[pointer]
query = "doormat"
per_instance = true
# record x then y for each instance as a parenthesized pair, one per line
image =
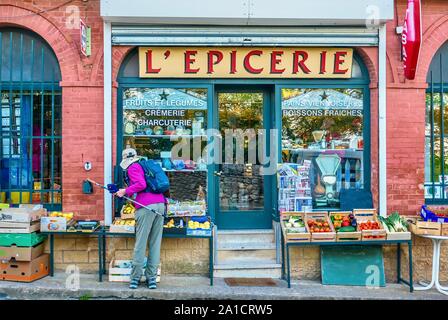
(250, 282)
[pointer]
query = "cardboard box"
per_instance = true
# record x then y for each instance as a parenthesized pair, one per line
(55, 224)
(117, 274)
(21, 239)
(24, 215)
(25, 271)
(19, 227)
(21, 253)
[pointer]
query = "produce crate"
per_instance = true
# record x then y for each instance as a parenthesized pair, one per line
(444, 231)
(19, 227)
(345, 236)
(397, 235)
(21, 239)
(298, 236)
(363, 215)
(24, 214)
(419, 227)
(118, 274)
(321, 236)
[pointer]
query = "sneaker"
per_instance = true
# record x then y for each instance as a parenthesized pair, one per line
(151, 283)
(133, 284)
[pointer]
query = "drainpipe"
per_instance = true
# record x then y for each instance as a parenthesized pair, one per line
(382, 128)
(107, 56)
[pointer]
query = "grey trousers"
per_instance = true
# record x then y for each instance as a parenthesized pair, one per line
(149, 226)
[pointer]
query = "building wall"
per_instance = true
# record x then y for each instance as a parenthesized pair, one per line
(83, 131)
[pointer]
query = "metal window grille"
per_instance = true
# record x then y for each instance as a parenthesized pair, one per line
(31, 121)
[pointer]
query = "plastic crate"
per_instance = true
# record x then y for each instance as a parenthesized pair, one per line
(428, 215)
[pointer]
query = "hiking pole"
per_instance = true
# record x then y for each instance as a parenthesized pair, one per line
(113, 188)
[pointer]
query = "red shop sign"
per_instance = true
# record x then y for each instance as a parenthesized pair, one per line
(411, 38)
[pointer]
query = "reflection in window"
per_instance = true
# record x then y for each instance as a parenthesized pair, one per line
(322, 131)
(155, 120)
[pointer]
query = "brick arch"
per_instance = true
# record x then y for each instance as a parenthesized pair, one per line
(433, 38)
(64, 49)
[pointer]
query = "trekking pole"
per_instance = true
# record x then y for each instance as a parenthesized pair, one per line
(113, 188)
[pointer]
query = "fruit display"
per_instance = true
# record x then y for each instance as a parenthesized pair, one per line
(121, 222)
(344, 222)
(395, 223)
(128, 209)
(199, 223)
(318, 225)
(186, 208)
(295, 224)
(174, 223)
(369, 225)
(67, 215)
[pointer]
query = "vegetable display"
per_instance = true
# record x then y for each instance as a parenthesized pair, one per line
(295, 224)
(344, 223)
(318, 225)
(395, 223)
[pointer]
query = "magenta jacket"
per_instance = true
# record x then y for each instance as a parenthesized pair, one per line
(137, 184)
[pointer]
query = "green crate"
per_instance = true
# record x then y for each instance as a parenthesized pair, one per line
(21, 239)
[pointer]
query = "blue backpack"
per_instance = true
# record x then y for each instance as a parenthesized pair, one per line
(156, 179)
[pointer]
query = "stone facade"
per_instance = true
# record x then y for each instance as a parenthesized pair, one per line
(82, 94)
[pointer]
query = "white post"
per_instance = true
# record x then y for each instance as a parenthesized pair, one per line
(382, 128)
(107, 30)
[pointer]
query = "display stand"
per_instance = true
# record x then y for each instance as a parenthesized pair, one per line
(103, 232)
(97, 233)
(287, 245)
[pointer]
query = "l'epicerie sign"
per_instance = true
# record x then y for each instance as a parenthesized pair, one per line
(245, 62)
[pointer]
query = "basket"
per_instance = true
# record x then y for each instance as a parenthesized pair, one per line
(345, 236)
(321, 236)
(294, 236)
(363, 215)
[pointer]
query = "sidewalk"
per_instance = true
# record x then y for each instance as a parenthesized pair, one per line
(174, 288)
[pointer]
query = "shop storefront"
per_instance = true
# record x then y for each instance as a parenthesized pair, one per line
(306, 89)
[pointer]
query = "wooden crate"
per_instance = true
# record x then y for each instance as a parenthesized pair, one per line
(294, 237)
(444, 230)
(363, 215)
(346, 236)
(19, 227)
(427, 228)
(321, 236)
(397, 235)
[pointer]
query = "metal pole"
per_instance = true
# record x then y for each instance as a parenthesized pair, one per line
(107, 44)
(382, 127)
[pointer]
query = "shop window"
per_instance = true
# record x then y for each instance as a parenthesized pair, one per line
(436, 130)
(169, 125)
(323, 132)
(30, 108)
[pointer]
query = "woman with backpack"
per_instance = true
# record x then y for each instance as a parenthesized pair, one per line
(148, 219)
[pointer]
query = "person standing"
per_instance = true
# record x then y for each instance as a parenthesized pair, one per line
(148, 220)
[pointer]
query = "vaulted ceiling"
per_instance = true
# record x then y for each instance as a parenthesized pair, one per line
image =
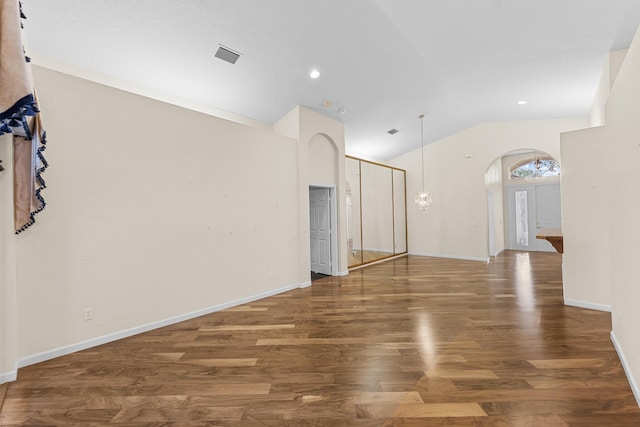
(381, 62)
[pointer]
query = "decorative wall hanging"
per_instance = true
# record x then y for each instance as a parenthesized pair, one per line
(20, 116)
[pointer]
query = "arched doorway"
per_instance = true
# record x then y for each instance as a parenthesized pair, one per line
(523, 197)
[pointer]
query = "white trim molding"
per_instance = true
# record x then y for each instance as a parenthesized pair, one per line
(391, 258)
(627, 368)
(461, 257)
(93, 342)
(7, 377)
(589, 305)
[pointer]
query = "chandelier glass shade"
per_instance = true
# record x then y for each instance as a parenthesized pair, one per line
(423, 199)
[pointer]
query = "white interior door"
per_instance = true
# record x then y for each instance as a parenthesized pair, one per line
(320, 228)
(548, 211)
(530, 209)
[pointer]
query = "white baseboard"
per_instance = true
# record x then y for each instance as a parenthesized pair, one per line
(7, 377)
(589, 305)
(461, 257)
(369, 264)
(93, 342)
(627, 369)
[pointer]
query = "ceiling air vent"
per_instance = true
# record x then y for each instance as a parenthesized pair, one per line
(227, 54)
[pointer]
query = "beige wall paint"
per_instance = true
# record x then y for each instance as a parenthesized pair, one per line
(323, 161)
(8, 303)
(455, 167)
(153, 211)
(494, 185)
(623, 154)
(601, 213)
(610, 71)
(585, 219)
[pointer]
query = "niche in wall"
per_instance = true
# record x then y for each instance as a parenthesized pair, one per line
(376, 211)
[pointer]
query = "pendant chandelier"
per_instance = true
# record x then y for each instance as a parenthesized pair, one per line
(423, 199)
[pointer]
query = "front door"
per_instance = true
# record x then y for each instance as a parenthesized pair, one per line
(320, 227)
(532, 208)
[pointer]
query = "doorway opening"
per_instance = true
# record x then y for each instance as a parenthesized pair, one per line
(323, 235)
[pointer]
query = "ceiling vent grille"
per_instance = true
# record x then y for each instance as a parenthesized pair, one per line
(227, 54)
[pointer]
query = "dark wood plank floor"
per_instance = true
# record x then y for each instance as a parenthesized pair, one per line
(411, 342)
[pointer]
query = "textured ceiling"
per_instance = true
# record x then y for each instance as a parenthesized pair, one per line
(384, 62)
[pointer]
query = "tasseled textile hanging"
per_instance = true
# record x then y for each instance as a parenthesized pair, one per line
(20, 116)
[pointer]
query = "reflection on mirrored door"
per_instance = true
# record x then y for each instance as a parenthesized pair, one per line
(376, 211)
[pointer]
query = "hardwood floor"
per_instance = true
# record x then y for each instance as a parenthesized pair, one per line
(412, 342)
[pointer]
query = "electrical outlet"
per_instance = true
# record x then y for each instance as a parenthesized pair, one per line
(87, 313)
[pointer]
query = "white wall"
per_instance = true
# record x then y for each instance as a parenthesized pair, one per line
(612, 64)
(601, 206)
(323, 162)
(154, 211)
(8, 309)
(456, 224)
(623, 154)
(585, 219)
(305, 126)
(493, 183)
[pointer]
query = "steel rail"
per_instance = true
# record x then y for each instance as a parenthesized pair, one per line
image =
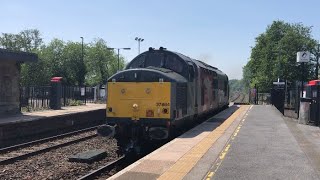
(15, 147)
(102, 169)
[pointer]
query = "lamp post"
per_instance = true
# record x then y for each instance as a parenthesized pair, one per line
(139, 40)
(317, 59)
(81, 53)
(119, 54)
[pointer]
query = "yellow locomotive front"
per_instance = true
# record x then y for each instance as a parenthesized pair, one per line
(138, 100)
(142, 100)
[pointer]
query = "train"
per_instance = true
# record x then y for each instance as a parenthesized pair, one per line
(158, 93)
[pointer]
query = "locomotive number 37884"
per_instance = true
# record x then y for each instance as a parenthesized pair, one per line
(163, 104)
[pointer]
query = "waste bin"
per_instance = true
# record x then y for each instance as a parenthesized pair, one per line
(304, 110)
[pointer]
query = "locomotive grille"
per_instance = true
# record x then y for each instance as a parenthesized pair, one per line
(181, 98)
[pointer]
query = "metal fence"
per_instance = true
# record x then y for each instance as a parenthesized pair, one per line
(34, 98)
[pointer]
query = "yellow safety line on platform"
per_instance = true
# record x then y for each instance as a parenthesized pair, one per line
(189, 160)
(223, 154)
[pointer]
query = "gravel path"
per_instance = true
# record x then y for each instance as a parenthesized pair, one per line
(55, 164)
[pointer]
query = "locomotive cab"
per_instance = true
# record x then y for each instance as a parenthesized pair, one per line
(158, 92)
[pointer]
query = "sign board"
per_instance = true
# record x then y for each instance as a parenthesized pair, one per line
(279, 83)
(303, 56)
(82, 91)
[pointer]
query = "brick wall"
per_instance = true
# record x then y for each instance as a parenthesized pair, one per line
(9, 88)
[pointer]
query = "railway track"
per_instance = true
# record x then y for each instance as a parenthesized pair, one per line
(25, 150)
(104, 169)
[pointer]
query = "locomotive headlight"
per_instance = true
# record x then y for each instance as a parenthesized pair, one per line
(165, 110)
(135, 107)
(150, 113)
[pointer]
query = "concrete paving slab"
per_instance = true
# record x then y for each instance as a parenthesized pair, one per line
(265, 148)
(30, 116)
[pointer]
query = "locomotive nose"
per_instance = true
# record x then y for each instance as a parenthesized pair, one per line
(135, 107)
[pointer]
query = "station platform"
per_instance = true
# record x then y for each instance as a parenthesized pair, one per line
(241, 142)
(18, 128)
(32, 116)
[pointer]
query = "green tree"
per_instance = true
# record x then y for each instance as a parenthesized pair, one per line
(101, 62)
(274, 55)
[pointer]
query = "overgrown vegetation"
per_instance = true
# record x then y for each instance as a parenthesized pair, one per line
(274, 55)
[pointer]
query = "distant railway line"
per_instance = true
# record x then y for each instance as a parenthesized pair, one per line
(25, 150)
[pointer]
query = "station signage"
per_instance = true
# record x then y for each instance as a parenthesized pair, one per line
(303, 56)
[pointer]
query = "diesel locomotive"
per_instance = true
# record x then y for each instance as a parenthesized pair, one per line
(159, 92)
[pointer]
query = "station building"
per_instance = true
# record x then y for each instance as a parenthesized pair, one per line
(10, 79)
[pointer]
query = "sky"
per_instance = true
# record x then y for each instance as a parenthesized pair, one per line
(220, 33)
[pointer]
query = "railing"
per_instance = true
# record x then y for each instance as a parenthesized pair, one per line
(33, 98)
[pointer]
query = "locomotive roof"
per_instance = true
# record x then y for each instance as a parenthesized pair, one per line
(188, 59)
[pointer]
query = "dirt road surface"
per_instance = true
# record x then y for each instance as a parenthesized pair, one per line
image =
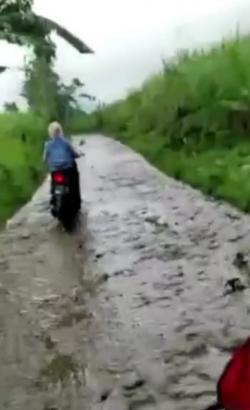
(130, 311)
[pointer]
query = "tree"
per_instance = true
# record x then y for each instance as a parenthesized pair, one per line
(20, 25)
(47, 95)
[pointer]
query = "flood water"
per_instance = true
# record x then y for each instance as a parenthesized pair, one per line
(129, 312)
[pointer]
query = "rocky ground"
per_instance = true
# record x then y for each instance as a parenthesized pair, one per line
(132, 310)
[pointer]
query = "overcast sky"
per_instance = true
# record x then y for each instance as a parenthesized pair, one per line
(130, 38)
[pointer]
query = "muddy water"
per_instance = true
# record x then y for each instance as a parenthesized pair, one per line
(130, 311)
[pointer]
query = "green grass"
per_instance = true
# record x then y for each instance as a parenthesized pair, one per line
(192, 120)
(21, 167)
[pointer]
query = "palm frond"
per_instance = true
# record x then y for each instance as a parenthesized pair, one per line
(51, 25)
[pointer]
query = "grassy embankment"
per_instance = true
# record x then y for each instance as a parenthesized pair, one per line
(20, 161)
(192, 120)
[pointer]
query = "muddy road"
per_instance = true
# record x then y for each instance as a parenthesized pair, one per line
(130, 311)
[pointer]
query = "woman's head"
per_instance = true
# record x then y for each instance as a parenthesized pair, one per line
(55, 129)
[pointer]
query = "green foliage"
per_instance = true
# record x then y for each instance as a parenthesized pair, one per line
(21, 140)
(47, 96)
(192, 120)
(20, 25)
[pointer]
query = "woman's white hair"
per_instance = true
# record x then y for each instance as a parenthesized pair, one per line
(55, 129)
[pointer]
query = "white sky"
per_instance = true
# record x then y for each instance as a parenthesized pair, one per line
(130, 38)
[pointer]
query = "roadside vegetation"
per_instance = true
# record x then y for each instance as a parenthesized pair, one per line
(22, 134)
(192, 120)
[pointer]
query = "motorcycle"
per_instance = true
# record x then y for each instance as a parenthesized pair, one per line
(64, 204)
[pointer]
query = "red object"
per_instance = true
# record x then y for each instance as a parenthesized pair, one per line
(58, 178)
(234, 384)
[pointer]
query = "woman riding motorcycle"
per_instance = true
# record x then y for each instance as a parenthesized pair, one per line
(60, 155)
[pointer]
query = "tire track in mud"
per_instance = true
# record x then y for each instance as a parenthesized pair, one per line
(130, 312)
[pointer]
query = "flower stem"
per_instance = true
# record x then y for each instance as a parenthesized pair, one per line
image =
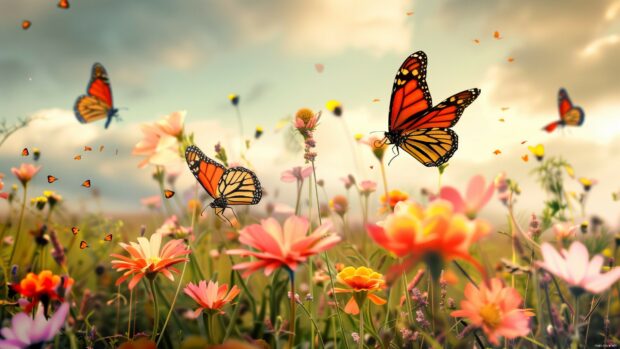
(156, 309)
(19, 226)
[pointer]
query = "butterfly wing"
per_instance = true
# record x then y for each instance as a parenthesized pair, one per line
(430, 146)
(240, 186)
(410, 95)
(207, 172)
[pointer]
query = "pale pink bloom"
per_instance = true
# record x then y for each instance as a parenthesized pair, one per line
(147, 258)
(211, 296)
(297, 173)
(153, 201)
(576, 269)
(172, 124)
(25, 172)
(26, 332)
(563, 231)
(477, 196)
(495, 310)
(275, 246)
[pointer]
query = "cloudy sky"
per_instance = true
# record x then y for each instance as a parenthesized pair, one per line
(164, 56)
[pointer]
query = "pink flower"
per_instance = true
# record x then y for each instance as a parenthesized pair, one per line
(277, 246)
(211, 296)
(495, 310)
(147, 258)
(25, 172)
(575, 268)
(477, 196)
(172, 124)
(296, 174)
(26, 332)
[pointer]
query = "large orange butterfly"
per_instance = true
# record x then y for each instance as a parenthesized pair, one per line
(569, 114)
(233, 186)
(415, 125)
(97, 103)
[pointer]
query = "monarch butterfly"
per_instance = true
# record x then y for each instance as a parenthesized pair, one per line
(415, 125)
(569, 114)
(97, 103)
(233, 186)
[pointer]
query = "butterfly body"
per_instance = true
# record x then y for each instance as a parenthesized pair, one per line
(415, 125)
(570, 115)
(97, 103)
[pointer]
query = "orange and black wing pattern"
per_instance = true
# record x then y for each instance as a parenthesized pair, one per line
(207, 172)
(240, 186)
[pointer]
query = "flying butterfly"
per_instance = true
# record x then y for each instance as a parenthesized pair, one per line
(227, 187)
(569, 114)
(97, 103)
(417, 127)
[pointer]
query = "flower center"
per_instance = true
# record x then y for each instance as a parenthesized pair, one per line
(490, 315)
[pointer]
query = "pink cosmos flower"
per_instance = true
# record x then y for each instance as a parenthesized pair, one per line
(277, 246)
(25, 172)
(576, 269)
(495, 310)
(211, 296)
(147, 258)
(26, 332)
(477, 196)
(297, 173)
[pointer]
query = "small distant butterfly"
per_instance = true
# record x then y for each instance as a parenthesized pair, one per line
(414, 124)
(569, 114)
(227, 187)
(97, 103)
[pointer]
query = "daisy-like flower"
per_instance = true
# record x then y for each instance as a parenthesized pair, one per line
(577, 270)
(477, 196)
(147, 258)
(362, 282)
(211, 297)
(26, 332)
(495, 310)
(274, 246)
(42, 287)
(25, 172)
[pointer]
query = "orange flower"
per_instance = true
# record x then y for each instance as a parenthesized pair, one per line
(361, 281)
(415, 233)
(495, 310)
(394, 196)
(275, 246)
(211, 296)
(25, 172)
(147, 258)
(41, 287)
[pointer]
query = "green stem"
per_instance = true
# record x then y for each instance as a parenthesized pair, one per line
(19, 225)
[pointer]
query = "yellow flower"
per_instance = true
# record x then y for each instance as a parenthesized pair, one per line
(361, 282)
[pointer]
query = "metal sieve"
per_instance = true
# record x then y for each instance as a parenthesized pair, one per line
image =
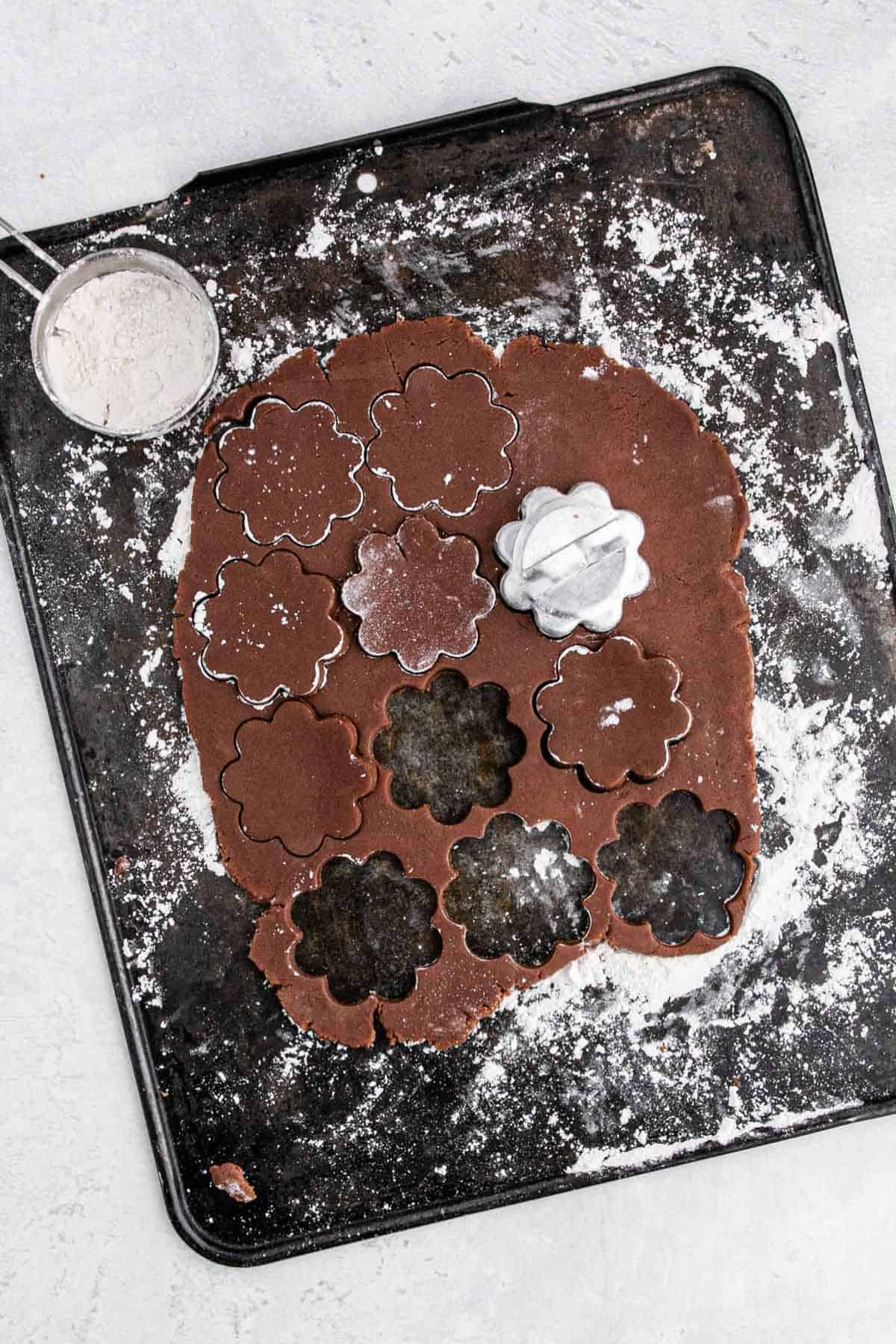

EXERCISE REQUIREMENTS
Pull out each line of the material above that contains the string "metal", treating uppercase and lowercase letters as different.

RESPONSE TO THE TASK
query = "metal window grille"
query = "metal pole"
query = "metal fence"
query = "metal sieve"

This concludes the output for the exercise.